● **Your tasks**
**1)** In the company report excerpt below, condense the paragraph beginning "Since, the Paid-up Equity Share Capital" into a short bulleted list that keeps its main facts.
**2)** Based on the company report excerpt below, decide whether each statement agrees with it, answering yes or no and quoting the words that settle it:
(a) During the year under review, the Company fell within the provisions of Section 148 of the Companies Act, 2013.
(b) No reportable material weakness in the Company's internal financial controls was observed during the year under review.
(c) The Company issued Sweat Equity Shares during the year under review.

● **Text provided**

......

21. INTERNAL FINANCIAL CONTROL AND AUDIT:

The Company has in place adequate internal financial controls with reference to financial statements. During the year under review, such controls were operating effectively and no reportable material weakness in the design or operations were observed.

22. MAINTENANCE OF COST RECORDS:

During the year under review, the Company does not fall within the provisions of Section 148 of Companies Act, 2013 read with Rules made thereunder, therefore, the requirement of maintenance of cost records are not applicable.

23. CORPORATE GOVERNANCE REPORT:

As per the requirement of the latest SEBI Circular No. CIR/CFD/Policy Cell/7/2014 issued on 15th September, 2014, the listed companies having paid up equity share capital not exceeding Rs. 10 Crores and Net Worth not exceeding Rs. 25 Crores, as on the last day of the previous financial year is not required to comply with the norms of the Corporate Governance Report.

Since, the Paid-up Equity Share Capital of the Company is Rs. 2,488.00/- thousands and Net Worth is of Rs.3,018.52/- thousands as on Financial Year ending 31st March, 2024, therefore, the provisions relating to Corporate Governance Report are not applicable to the Company.

24. VOTING RIGHTS OF EMPLOYEES:

During the year under review, the Company has not given loan to any employee for purchase of its own shares as per Section 67(3)(c) of Companies Act, 2013, therefore, the disclosures as per Rule 16(4) of Companies (Share Capital and Debentures) Rules, 2014 are not applicable.

25. DISCLOSURES REGARDING ISSUE OF EMPLOYEE STOCK OPTIONS:

The Company has not issued any shares under Employee’s Stock Options Scheme pursuant to provisions of Rule 12(9) of Companies (Share Capital and Debenture Rules, 2014), therefore, the disclosures regarding issue of employee stock options are not applicable.

26. DISCLOSURES REGARDING ISSUE OF SWEAT EQUITY SHARES:

During the year under review, the Company has not issued any Sweat Equity Shares pursuant to provisions of Section 54 of Companies Act, 2013 read with Rules made thereunder.

......

● **Provided data**

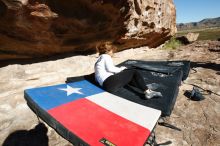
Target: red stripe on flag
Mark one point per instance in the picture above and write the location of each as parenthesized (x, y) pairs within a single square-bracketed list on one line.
[(91, 123)]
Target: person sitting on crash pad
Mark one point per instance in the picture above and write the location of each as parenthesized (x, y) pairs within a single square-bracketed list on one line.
[(112, 78)]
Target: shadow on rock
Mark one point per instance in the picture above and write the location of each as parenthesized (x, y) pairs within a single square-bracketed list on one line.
[(212, 66), (34, 137)]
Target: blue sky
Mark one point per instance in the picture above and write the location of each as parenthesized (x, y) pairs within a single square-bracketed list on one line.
[(196, 10)]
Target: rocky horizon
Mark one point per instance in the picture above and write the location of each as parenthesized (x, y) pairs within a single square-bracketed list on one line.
[(35, 28)]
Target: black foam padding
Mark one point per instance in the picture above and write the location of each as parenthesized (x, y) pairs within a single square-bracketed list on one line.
[(167, 67), (166, 80)]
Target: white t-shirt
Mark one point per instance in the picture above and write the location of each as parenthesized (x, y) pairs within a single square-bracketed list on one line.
[(104, 68)]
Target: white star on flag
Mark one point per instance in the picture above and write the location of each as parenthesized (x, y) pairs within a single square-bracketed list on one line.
[(70, 90)]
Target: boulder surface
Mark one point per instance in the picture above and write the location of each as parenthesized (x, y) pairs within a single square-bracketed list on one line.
[(32, 29)]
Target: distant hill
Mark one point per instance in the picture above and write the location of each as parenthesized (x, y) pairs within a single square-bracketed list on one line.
[(205, 23)]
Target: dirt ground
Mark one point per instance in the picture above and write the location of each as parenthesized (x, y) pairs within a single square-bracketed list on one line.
[(199, 121)]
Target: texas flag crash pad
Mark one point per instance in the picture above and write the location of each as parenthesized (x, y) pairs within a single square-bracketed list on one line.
[(85, 114)]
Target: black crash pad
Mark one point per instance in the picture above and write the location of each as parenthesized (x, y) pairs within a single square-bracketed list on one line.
[(163, 76)]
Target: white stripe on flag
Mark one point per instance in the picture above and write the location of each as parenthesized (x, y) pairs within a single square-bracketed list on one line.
[(139, 114)]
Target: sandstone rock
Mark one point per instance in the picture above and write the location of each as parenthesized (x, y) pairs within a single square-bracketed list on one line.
[(30, 30), (188, 38), (199, 121), (192, 37)]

......

● **Solution list**
**1)**
- Paid-up equity share capital: Rs. 2,488.00 thousand (financial year ending 31st March, 2024)
- Net worth: Rs. 3,018.52 thousand (same date)
- Result: the Corporate Governance Report provisions do not apply to the Company

**2)**
(a) No: "the Company does not fall within the provisions of Section 148 of Companies Act, 2013"
(b) Yes: "no reportable material weakness in the design or operations were observed"
(c) No: "the Company has not issued any Sweat Equity Shares"